DATA PROVIDED:
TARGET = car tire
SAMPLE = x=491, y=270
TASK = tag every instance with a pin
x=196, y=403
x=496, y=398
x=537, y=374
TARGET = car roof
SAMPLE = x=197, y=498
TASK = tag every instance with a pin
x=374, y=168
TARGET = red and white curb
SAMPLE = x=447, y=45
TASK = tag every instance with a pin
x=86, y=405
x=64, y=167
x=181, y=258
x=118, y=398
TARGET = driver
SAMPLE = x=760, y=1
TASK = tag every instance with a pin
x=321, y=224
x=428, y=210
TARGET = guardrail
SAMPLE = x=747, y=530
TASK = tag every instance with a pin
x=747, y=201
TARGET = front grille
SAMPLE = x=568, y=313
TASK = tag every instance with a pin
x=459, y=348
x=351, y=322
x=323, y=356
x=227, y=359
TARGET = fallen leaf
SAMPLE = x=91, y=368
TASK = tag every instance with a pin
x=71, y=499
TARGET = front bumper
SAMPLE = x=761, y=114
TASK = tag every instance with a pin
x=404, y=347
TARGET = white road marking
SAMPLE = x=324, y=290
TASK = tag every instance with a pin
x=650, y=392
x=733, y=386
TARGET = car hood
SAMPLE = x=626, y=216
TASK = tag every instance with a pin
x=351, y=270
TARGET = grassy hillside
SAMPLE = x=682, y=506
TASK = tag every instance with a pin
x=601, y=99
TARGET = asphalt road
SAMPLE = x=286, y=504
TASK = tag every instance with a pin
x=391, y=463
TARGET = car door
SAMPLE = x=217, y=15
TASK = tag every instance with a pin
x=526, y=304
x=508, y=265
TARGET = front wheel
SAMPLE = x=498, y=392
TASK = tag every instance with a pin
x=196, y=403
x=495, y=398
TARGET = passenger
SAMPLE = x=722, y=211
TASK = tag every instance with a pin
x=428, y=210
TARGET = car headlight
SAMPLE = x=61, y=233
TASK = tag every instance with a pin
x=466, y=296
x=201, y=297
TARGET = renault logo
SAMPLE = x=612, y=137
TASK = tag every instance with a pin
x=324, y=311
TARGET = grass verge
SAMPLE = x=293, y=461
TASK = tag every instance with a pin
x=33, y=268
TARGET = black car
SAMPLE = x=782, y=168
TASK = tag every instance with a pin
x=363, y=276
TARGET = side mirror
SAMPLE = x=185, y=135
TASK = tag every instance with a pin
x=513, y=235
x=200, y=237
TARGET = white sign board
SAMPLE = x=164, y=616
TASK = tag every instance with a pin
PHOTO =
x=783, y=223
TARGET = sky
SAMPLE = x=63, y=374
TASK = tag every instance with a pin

INSTRUCTION: Rewrite the rows, from the very first line to the line with "x=227, y=359" inclusive, as a numbered list that leaves out blank lines.

FINISHED TASK:
1. TARGET = car tire
2. SAMPLE = x=491, y=270
3. TASK = tag every instance with a pin
4. x=196, y=403
5. x=496, y=398
6. x=537, y=374
7. TARGET = car roof
8. SAMPLE = x=197, y=498
9. TASK = tag every instance with a pin
10. x=374, y=168
11. TARGET = red and white curb
12. SAMPLE = x=447, y=45
13. TASK = tag every instance with a pin
14. x=86, y=405
15. x=64, y=167
16. x=181, y=258
17. x=118, y=398
18. TARGET = driver
19. SAMPLE = x=760, y=1
20. TASK = tag every instance with a pin
21. x=321, y=224
22. x=428, y=210
23. TARGET = guardrail
24. SAMPLE = x=747, y=530
25. TASK = tag every instance with a pin
26. x=747, y=201
27. TARGET = front grille
28. SAMPLE = x=568, y=313
29. TASK = tag every instance with a pin
30. x=459, y=348
31. x=351, y=322
32. x=323, y=356
33. x=227, y=359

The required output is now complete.